**Text zum Lesen:**
■ ■ ■ ■ ■ ■ ■
Verstärkter Einsatz von Biokatalysatoren in der pharmazeutischen Industrie
In der Waschmittelindustrie haben sie erfolgreich Einzug gehalten – der Einsatz von Enzymen kann aber auch für die Pharma- und Lebensmittelindustrie vorteilhaft gegenüber chemischen Synthesen sein, beispielsweise dann, wenn hohe Reinheiten nur eines Enantiomers gefordert sind.
Biokatalysatoren haben in den vergangenen Jahren zahlreiche Alltagsbereiche des Menschen erobert: Die in Waschmitteln enthaltenen Enzyme sorgen für »porentief« reine Wäsche. Sie entfernen Blut- und Eiflecken genauso gründlich wie Kakao und Fett. Auch als Sensoren werden sie zunehmend eingesetzt. Sie messen zuverlässig Schadstoffe in unserer Umwelt und helfen bei der Bestimmung des Zuckergehalts im Blut von Diabetikern.
Seit kurzem werden mit Hilfe von Enzymen oder Mikroorganismen sogar wertvolle Verbindungen für die chemische und pharmazeutische Industrie hergestellt. Insbesondere bei der Synthese chiraler Verbindungen werden Biokatalysatoren immer häufiger verwendet.
■ ■ ■ ■ ■ ■ ■
Gespeicherte Einträge:

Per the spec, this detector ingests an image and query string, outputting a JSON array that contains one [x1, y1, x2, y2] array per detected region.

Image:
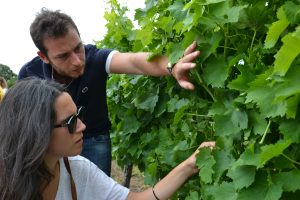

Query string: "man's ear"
[[37, 51, 50, 64]]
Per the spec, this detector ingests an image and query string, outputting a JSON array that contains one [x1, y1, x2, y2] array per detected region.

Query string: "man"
[[18, 9, 200, 175]]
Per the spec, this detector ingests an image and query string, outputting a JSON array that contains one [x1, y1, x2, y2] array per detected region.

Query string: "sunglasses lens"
[[77, 107, 85, 121], [68, 115, 77, 133]]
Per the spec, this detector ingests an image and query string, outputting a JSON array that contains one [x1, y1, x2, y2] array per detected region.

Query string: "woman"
[[0, 79, 215, 200], [0, 77, 7, 94], [0, 77, 7, 102]]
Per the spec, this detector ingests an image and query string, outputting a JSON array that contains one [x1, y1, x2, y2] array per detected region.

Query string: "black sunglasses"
[[54, 106, 85, 134]]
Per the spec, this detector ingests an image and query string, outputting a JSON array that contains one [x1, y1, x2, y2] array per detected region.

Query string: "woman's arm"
[[127, 141, 215, 200], [109, 42, 200, 89]]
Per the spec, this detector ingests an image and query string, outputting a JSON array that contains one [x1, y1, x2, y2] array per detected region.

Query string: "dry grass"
[[111, 161, 149, 192]]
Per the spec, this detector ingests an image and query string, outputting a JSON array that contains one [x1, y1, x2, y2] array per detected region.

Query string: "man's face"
[[39, 28, 85, 78]]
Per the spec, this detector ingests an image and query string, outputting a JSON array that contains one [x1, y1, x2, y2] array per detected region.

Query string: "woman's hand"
[[184, 141, 216, 175], [172, 42, 200, 90]]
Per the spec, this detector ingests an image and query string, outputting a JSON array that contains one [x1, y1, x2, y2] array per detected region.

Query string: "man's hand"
[[172, 42, 200, 90]]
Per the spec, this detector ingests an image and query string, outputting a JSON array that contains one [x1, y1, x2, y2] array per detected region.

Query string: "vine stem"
[[250, 30, 256, 49], [259, 119, 272, 144], [281, 153, 300, 165], [196, 71, 217, 102]]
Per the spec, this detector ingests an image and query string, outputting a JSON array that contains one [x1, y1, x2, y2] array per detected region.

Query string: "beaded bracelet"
[[152, 186, 160, 200], [167, 62, 176, 75]]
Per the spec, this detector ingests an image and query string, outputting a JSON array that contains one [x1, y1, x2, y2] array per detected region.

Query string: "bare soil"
[[111, 160, 149, 192]]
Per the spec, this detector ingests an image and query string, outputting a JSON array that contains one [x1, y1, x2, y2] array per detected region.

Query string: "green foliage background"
[[97, 0, 300, 200]]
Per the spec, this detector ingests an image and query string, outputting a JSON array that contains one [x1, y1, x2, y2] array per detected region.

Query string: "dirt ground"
[[111, 161, 149, 192]]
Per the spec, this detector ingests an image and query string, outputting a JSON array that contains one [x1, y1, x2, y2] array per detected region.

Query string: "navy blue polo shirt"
[[18, 45, 112, 138]]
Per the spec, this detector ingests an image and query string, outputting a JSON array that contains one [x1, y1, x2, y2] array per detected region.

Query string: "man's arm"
[[109, 42, 200, 90], [127, 141, 215, 200]]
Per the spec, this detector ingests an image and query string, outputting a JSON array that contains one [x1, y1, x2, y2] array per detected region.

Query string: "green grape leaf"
[[259, 140, 292, 167], [227, 165, 255, 190], [273, 27, 300, 76], [265, 7, 289, 49], [279, 116, 300, 143], [203, 57, 228, 88], [273, 170, 300, 192]]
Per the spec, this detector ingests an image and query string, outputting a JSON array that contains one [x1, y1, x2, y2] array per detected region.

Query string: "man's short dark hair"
[[30, 8, 80, 56]]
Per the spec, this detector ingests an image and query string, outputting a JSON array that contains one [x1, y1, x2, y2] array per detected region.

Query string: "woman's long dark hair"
[[0, 78, 64, 200]]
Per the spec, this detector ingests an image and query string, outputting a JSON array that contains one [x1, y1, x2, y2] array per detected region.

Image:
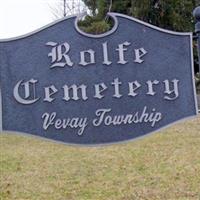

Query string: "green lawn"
[[0, 117, 200, 200]]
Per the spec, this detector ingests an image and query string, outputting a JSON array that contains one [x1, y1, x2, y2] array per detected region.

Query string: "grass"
[[0, 117, 200, 200]]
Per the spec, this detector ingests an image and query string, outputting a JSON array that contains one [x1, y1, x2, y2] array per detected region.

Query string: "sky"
[[0, 0, 85, 39]]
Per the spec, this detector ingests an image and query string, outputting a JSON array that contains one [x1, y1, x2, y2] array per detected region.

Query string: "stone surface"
[[0, 14, 197, 145]]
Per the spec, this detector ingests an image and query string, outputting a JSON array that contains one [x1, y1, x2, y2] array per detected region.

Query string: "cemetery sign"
[[0, 13, 197, 145]]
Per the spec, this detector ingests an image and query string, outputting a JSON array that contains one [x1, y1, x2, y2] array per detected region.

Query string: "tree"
[[49, 0, 86, 19], [83, 0, 200, 31]]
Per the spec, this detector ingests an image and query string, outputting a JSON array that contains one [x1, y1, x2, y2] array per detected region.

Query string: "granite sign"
[[0, 13, 197, 145]]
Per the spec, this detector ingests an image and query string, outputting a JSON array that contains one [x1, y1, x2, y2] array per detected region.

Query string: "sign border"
[[0, 12, 199, 147]]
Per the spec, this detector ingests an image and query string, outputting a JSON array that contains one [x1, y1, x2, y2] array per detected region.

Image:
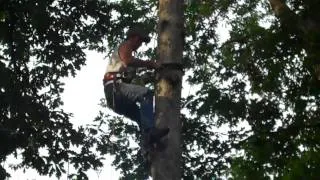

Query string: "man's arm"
[[119, 44, 159, 69]]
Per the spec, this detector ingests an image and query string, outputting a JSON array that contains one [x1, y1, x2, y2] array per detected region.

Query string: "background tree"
[[0, 0, 117, 179], [97, 0, 320, 179], [150, 0, 184, 180]]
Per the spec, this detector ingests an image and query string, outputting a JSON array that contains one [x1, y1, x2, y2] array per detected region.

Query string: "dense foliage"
[[0, 0, 320, 179], [92, 0, 320, 179], [0, 0, 114, 179]]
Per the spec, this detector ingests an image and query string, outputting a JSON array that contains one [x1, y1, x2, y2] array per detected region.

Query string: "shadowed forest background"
[[0, 0, 320, 180]]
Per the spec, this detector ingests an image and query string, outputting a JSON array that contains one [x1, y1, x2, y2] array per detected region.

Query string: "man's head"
[[127, 26, 150, 50]]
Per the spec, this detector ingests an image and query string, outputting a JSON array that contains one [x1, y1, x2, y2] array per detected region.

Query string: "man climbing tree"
[[103, 25, 169, 165], [151, 0, 184, 180]]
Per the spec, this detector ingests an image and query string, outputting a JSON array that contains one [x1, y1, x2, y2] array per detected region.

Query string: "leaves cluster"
[[0, 0, 112, 179], [92, 0, 320, 179]]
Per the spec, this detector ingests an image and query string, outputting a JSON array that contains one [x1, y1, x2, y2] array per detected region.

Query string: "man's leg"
[[117, 83, 169, 143]]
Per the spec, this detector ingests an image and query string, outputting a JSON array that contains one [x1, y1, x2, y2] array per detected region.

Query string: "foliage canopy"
[[0, 0, 320, 179]]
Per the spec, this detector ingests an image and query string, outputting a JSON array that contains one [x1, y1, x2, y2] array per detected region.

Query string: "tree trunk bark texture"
[[151, 0, 184, 180]]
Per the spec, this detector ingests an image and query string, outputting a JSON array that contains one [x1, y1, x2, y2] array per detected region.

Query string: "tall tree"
[[0, 0, 116, 179], [151, 0, 184, 180], [92, 0, 320, 179]]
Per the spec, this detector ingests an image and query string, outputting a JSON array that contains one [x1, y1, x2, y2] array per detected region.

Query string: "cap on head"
[[127, 26, 150, 43]]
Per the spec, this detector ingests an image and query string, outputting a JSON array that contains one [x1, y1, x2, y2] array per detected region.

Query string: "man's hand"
[[152, 61, 161, 69]]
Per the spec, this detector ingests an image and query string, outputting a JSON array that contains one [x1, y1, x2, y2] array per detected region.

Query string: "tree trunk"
[[151, 0, 184, 180]]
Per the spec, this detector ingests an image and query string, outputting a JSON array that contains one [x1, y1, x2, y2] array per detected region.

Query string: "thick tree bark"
[[151, 0, 184, 180]]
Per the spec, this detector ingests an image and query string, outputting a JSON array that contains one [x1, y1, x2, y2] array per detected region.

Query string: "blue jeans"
■ ■ ■ ■ ■ ■ ■
**Arbeitsauftrag A:**
Prüfe, ob die folgenden Aussagen mit dem Text über Biokatalysatoren übereinstimmen. Antworte jeweils mit Ja oder Nein und belege die Antwort mit den entscheidenden Worten des Textes als wörtlichem Zitat.
(i) Die Enzyme in Waschmitteln entfernen auch Fett.
(ii) Biokatalysatoren helfen bei der Bestimmung des Zuckergehalts im Blut von Diabetikern.
(iii) Bei der Synthese chiraler Verbindungen werden Biokatalysatoren immer seltener verwendet.
**Arbeitsauftrag B:** Gib aus dem Text über Biokatalysatoren den Abschnitt wörtlich wieder, der mit den Worten beginnt, die „Verstärkter Einsatz von“ enthalten, und mit „Enantiomers gefordert sind.“ endet.

**Lösung A:**
(i) Ja: „Sie entfernen Blut- und Eiflecken genauso gründlich wie Kakao und Fett.“
(ii) Ja: „helfen bei der Bestimmung des Zuckergehalts im Blut von Diabetikern“
(iii) Nein: „Insbesondere bei der Synthese chiraler Verbindungen werden Biokatalysatoren immer häufiger verwendet.“

**Lösung B:**
Verstärkter Einsatz von Biokatalysatoren in der pharmazeutischen Industrie
In der Waschmittelindustrie haben sie erfolgreich Einzug gehalten – der Einsatz von Enzymen kann aber auch für die Pharma- und Lebensmittelindustrie vorteilhaft gegenüber chemischen Synthesen sein, beispielsweise dann, wenn hohe Reinheiten nur eines Enantiomers gefordert sind.